**** Dataset entries

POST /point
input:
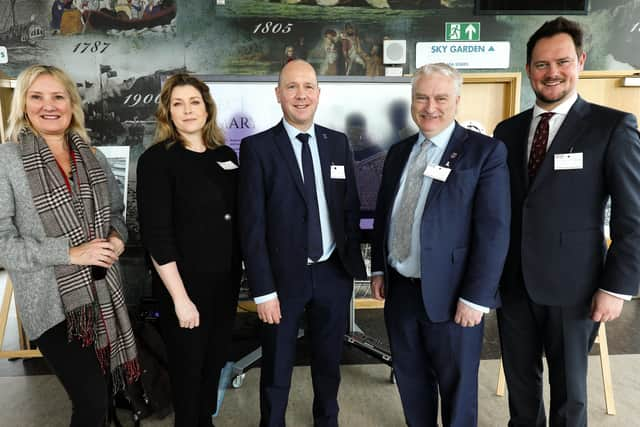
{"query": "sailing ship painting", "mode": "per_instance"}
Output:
(13, 32)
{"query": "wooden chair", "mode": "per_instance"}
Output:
(601, 339)
(25, 350)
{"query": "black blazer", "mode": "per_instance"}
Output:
(273, 210)
(557, 237)
(187, 205)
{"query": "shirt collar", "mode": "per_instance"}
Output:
(562, 108)
(441, 140)
(293, 132)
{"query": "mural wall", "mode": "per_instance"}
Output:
(118, 50)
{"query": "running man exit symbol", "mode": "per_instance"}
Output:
(462, 31)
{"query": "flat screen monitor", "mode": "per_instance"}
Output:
(532, 7)
(373, 112)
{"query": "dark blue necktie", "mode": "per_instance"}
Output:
(314, 232)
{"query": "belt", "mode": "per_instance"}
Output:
(395, 276)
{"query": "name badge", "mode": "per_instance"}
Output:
(437, 172)
(567, 161)
(228, 165)
(337, 172)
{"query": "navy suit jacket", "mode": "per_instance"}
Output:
(273, 212)
(557, 240)
(464, 233)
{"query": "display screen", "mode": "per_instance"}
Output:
(374, 113)
(532, 7)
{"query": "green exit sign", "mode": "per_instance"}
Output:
(462, 32)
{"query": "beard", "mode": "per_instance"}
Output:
(551, 100)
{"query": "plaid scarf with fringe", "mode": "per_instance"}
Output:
(95, 310)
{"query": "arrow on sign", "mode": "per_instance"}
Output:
(470, 30)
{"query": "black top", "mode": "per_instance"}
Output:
(187, 207)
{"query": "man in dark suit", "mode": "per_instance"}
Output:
(299, 226)
(441, 234)
(566, 157)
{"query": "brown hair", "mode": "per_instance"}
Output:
(166, 129)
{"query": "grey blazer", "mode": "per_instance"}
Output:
(27, 252)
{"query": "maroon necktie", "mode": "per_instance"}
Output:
(539, 144)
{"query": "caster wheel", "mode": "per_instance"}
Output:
(237, 381)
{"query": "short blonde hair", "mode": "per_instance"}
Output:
(18, 119)
(166, 129)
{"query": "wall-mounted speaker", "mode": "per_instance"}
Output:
(394, 52)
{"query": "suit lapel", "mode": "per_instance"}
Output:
(571, 130)
(521, 154)
(324, 149)
(450, 158)
(286, 151)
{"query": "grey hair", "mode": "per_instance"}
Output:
(438, 68)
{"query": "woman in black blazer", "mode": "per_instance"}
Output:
(186, 187)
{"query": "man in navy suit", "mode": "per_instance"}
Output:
(566, 157)
(299, 228)
(441, 234)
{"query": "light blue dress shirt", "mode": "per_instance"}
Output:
(410, 267)
(328, 240)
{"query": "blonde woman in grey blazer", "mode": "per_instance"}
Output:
(61, 233)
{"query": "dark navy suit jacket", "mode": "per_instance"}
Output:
(465, 226)
(557, 240)
(273, 212)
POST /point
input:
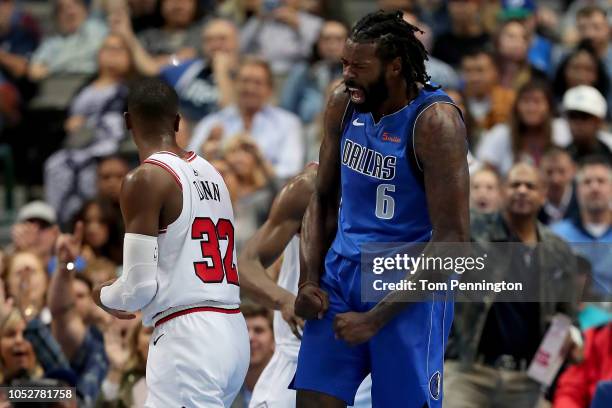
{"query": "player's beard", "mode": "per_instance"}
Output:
(375, 94)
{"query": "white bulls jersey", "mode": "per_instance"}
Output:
(197, 257)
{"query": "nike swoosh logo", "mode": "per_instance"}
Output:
(157, 339)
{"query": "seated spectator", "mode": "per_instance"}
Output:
(278, 133)
(558, 169)
(73, 50)
(485, 191)
(102, 235)
(594, 222)
(254, 189)
(528, 134)
(17, 355)
(581, 67)
(82, 345)
(512, 44)
(466, 32)
(94, 128)
(124, 386)
(109, 175)
(304, 90)
(577, 385)
(179, 35)
(283, 34)
(525, 12)
(19, 37)
(489, 103)
(27, 282)
(493, 342)
(592, 25)
(585, 109)
(261, 336)
(36, 230)
(204, 85)
(441, 73)
(176, 41)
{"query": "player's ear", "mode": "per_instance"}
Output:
(396, 66)
(128, 120)
(177, 122)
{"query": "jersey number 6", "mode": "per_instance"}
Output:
(214, 269)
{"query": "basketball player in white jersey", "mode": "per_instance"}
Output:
(281, 233)
(179, 264)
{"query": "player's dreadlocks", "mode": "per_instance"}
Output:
(395, 38)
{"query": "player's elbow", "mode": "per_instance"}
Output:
(119, 296)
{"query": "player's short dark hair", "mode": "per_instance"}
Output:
(152, 100)
(395, 38)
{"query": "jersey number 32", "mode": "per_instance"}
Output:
(213, 269)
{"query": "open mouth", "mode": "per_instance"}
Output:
(357, 95)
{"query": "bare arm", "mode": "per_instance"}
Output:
(67, 326)
(441, 150)
(270, 240)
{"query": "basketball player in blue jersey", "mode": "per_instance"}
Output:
(394, 151)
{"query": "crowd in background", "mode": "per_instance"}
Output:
(533, 83)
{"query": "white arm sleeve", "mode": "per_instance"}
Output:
(137, 285)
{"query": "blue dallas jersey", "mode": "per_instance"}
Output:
(383, 197)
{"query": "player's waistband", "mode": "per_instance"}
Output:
(171, 313)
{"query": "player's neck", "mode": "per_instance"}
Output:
(162, 144)
(399, 96)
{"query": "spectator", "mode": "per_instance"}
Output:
(558, 169)
(206, 84)
(466, 32)
(304, 91)
(485, 191)
(488, 102)
(493, 342)
(73, 50)
(254, 189)
(36, 230)
(16, 352)
(82, 345)
(592, 24)
(109, 175)
(102, 238)
(528, 134)
(512, 44)
(524, 12)
(94, 127)
(576, 386)
(283, 35)
(259, 323)
(594, 223)
(278, 133)
(27, 284)
(581, 67)
(585, 109)
(179, 35)
(124, 386)
(19, 37)
(441, 73)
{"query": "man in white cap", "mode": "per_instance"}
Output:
(586, 109)
(36, 229)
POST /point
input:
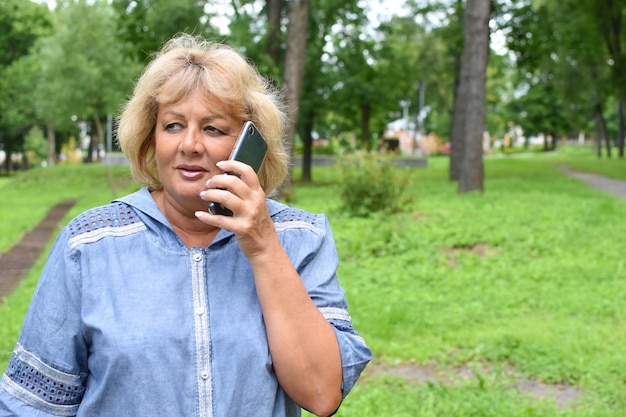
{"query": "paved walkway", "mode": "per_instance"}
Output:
(610, 185)
(15, 263)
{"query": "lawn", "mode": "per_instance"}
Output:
(485, 304)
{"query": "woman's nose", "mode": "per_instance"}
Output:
(192, 141)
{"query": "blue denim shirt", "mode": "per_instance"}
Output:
(127, 321)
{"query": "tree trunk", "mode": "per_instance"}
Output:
(307, 152)
(458, 115)
(51, 145)
(474, 76)
(292, 78)
(274, 11)
(601, 132)
(620, 128)
(365, 126)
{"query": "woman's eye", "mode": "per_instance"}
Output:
(212, 130)
(173, 127)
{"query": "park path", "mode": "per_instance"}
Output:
(15, 263)
(610, 185)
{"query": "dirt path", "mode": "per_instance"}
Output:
(610, 185)
(16, 263)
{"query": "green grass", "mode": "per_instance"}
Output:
(525, 281)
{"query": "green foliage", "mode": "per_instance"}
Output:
(36, 146)
(370, 182)
(521, 283)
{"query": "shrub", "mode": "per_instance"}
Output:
(372, 182)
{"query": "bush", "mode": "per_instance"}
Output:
(372, 182)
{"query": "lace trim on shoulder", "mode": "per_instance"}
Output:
(291, 218)
(36, 384)
(117, 219)
(116, 214)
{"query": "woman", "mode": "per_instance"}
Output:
(152, 306)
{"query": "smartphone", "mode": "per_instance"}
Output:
(250, 148)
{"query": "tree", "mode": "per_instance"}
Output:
(147, 24)
(292, 75)
(84, 70)
(21, 24)
(469, 111)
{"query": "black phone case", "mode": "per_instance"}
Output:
(250, 148)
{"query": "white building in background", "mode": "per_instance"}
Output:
(404, 130)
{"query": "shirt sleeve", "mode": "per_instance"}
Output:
(311, 246)
(47, 370)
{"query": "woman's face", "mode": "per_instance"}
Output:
(191, 137)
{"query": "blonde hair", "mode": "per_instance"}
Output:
(190, 63)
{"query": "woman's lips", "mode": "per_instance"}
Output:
(191, 172)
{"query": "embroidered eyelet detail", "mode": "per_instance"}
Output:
(118, 214)
(42, 386)
(294, 215)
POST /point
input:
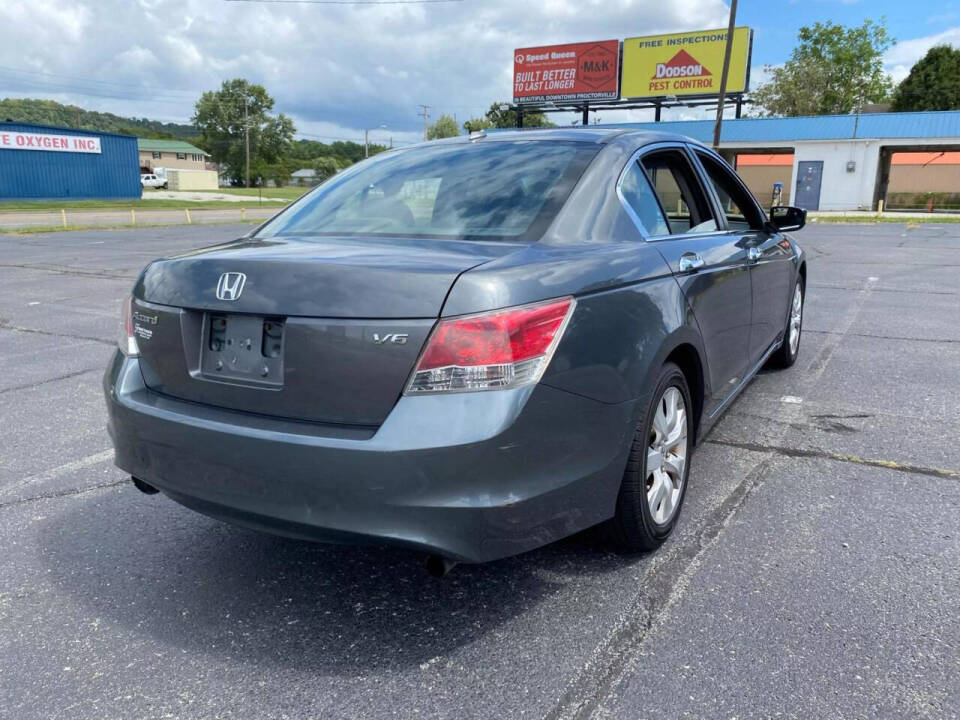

********

What is expected.
Give nothing but the count of lines in the listing above that hold the string "black".

Answer for the task.
4